* [Short task] Extract every line of the material below verbatim, omitting the pictures.

* [Input records]

----

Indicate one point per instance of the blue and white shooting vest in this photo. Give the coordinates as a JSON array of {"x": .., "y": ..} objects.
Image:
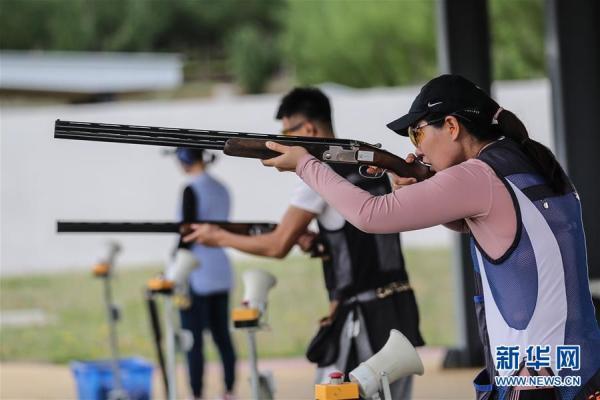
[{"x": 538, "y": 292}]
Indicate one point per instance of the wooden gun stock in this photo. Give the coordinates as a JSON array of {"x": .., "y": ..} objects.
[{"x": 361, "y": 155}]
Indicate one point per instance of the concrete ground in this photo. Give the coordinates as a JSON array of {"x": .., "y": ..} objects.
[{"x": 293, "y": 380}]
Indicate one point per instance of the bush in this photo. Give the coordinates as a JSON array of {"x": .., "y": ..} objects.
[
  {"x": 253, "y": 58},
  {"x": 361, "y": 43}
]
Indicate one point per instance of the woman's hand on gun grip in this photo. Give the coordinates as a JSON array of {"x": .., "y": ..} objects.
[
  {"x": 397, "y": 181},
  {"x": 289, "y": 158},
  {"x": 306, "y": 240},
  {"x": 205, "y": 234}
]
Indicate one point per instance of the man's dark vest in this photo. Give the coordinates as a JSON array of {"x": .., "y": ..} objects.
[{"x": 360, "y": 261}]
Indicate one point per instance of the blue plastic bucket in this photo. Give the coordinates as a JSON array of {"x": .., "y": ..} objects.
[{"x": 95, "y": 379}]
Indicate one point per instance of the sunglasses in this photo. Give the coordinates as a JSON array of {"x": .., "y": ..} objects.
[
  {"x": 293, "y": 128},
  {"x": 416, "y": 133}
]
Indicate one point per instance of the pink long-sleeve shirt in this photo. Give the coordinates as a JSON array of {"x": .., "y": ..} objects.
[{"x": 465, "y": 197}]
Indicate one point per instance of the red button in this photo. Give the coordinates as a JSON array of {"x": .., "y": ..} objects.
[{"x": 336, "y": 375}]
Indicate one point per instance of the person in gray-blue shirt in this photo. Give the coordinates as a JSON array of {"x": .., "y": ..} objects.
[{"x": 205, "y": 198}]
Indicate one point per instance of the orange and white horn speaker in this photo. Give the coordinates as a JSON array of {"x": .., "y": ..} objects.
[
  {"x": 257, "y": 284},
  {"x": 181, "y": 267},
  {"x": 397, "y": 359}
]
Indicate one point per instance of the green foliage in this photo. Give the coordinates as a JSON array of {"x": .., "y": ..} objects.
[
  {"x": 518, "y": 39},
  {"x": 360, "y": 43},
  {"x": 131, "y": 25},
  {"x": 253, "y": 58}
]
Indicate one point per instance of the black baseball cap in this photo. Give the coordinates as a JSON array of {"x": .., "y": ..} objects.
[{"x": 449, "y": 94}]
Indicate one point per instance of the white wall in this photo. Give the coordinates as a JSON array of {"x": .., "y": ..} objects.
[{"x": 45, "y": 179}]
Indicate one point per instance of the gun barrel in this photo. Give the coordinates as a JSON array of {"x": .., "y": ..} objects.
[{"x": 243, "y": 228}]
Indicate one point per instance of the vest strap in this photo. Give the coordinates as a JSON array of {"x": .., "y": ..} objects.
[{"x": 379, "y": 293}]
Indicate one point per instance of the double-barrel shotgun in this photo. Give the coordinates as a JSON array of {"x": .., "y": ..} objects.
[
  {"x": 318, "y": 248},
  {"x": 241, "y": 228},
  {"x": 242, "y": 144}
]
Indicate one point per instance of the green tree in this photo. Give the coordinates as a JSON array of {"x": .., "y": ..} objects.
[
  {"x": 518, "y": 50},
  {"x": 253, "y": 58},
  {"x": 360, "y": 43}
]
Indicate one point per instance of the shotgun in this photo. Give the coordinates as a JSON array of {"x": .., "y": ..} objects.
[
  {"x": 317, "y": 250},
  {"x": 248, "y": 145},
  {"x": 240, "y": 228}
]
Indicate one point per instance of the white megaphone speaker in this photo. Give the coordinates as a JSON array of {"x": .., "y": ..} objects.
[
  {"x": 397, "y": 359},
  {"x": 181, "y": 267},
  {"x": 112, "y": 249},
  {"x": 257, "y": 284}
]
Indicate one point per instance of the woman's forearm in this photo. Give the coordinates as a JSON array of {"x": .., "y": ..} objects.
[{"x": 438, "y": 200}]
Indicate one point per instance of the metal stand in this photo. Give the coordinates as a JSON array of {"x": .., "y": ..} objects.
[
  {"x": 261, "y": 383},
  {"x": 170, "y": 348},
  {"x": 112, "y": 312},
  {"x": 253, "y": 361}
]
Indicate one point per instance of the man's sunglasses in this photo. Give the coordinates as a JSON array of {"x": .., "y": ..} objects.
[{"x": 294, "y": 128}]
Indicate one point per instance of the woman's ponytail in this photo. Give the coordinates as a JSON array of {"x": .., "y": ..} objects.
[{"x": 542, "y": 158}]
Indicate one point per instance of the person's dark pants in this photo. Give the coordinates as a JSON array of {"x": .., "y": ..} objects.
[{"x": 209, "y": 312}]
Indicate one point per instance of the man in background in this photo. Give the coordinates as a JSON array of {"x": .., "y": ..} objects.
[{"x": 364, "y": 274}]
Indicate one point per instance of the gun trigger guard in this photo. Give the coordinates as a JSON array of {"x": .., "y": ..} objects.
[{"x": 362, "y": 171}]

----

* [Finished exercise]
Indicate one point per instance of the blue and white shooting vest in this photo. Give the coordinates as a JSON array of {"x": .., "y": ..} objects.
Image:
[{"x": 538, "y": 292}]
Indicate one point per instance of the wooden gun stock in this photo. Give the coordinates as a JSON array of {"x": .., "y": ..} objects.
[{"x": 361, "y": 155}]
Indicate one point per instance of the concrete ground in this photo. Give the coordinates as a JSON array of {"x": .., "y": ..} objects.
[{"x": 293, "y": 380}]
Indicate one point per instance of the bush in this photo. Give the coordinates as a JSON array of {"x": .., "y": ..} objects.
[
  {"x": 253, "y": 58},
  {"x": 361, "y": 43}
]
Indicate one point per instance of the woman's hand on gun grip in this photo. Give the coordinates as a JSON array of {"x": .., "y": ..} objects.
[
  {"x": 397, "y": 181},
  {"x": 289, "y": 158},
  {"x": 306, "y": 240},
  {"x": 205, "y": 234}
]
Indicate one point per instance of the man's dark vest in this photo. Give the coordinates as a JSON array of {"x": .., "y": ..} objects.
[{"x": 360, "y": 261}]
Indicate one point per instance of the blue plastic bucket in this photo. Give the coordinates as a JSON array of {"x": .., "y": ..} objects.
[{"x": 95, "y": 379}]
Indicate one point per instance of the sunglasses in this photo. Give the coordinates as a JSON array of {"x": .., "y": ..} objects.
[
  {"x": 293, "y": 128},
  {"x": 416, "y": 133}
]
Indicate one point per instance of the pink long-sleeve shirt in this photo. Give the coordinates as a JSON array of {"x": .., "y": ..} objects.
[{"x": 465, "y": 197}]
Indicate one point per instance of the red button in this photo. Give the coordinates as a JSON array of {"x": .., "y": ..} objects.
[{"x": 336, "y": 375}]
Indicate one point per instance of the person in gray-blue shirt in this photo. Give the coordinates as a JSON array of {"x": .., "y": ..} objects.
[{"x": 205, "y": 198}]
Indicate one point per instance of the orange and white horn speaker in this photo. Give the coordinates as a JSON array of {"x": .., "y": ..} objects.
[
  {"x": 257, "y": 284},
  {"x": 181, "y": 267},
  {"x": 397, "y": 359}
]
Indicate one point per instance of the green foliage in this photo. Give the coordinates as a JSON array of {"x": .., "y": ..} objects.
[
  {"x": 518, "y": 39},
  {"x": 360, "y": 43},
  {"x": 131, "y": 25},
  {"x": 253, "y": 58}
]
Indicate one point per instance of the black baseball cap in this photo. Give the coordinates as a JSON array of {"x": .., "y": ..} objects.
[{"x": 449, "y": 94}]
Indicate one point per instance of the white wall in this photo. Give the coordinates as a JSON array of {"x": .., "y": ..} objects.
[{"x": 45, "y": 179}]
Indicate one point per instance of the gun barrel in this photo. Give the coordinates as a JSON array of {"x": .., "y": ..} objects.
[{"x": 243, "y": 228}]
Indicate one point per instance of the vest strap in this photo. Give the coordinates as a JSON array of {"x": .., "y": ..} objects.
[{"x": 379, "y": 293}]
Indicate one point per instance of the double-barrel shotgun in this photo. Give the coordinates as a JSON array of {"x": .., "y": ..} objects.
[
  {"x": 318, "y": 248},
  {"x": 241, "y": 228},
  {"x": 242, "y": 144}
]
Indicate one point per instance of the green tree in this photo. Give the coordinates as a JSON array of {"x": .., "y": ..} objects.
[
  {"x": 518, "y": 50},
  {"x": 253, "y": 58},
  {"x": 360, "y": 43}
]
Indicate one point per instance of the shotgun in this photo. Give the coordinates as a JSON array of {"x": .., "y": ..} objects.
[
  {"x": 317, "y": 250},
  {"x": 248, "y": 145},
  {"x": 240, "y": 228}
]
Indicate one point per instance of the white megaphone speaker in this photo. Give the coordinates as a JSON array of {"x": .., "y": ..} objects.
[
  {"x": 397, "y": 359},
  {"x": 181, "y": 267},
  {"x": 112, "y": 249},
  {"x": 257, "y": 284}
]
Indicate one point per instance of the woman's forearm in this photo. Give the coordinates as a JSON array of {"x": .., "y": ..} objects.
[{"x": 438, "y": 200}]
Indicate one point per instance of the metal stand in this photo. Give the coordinates as a JSON array of {"x": .., "y": ..} objects.
[
  {"x": 261, "y": 383},
  {"x": 170, "y": 348},
  {"x": 112, "y": 312},
  {"x": 253, "y": 361}
]
Indicate one point per instance of the man's sunglasses in this photo. Give the coordinates as a JSON array of {"x": .., "y": ..} objects.
[{"x": 294, "y": 128}]
Indicate one point per instance of the woman's ponytail in this photo. Give the coordinates as a JSON array of {"x": .., "y": ..} objects.
[{"x": 542, "y": 158}]
Indicate one point per instance of the person's dark pants in this photo. Give the coordinates as a JSON array of {"x": .., "y": ..} objects.
[{"x": 209, "y": 312}]
Indicate one point per instance of the man in background in this photo. Give the coordinates as a JSON array of {"x": .., "y": ..} objects.
[{"x": 364, "y": 274}]
Indicate one point per instance of the gun trigger guard in this photo. Give the coordinates as a JSON array of {"x": .., "y": ..} objects.
[{"x": 362, "y": 171}]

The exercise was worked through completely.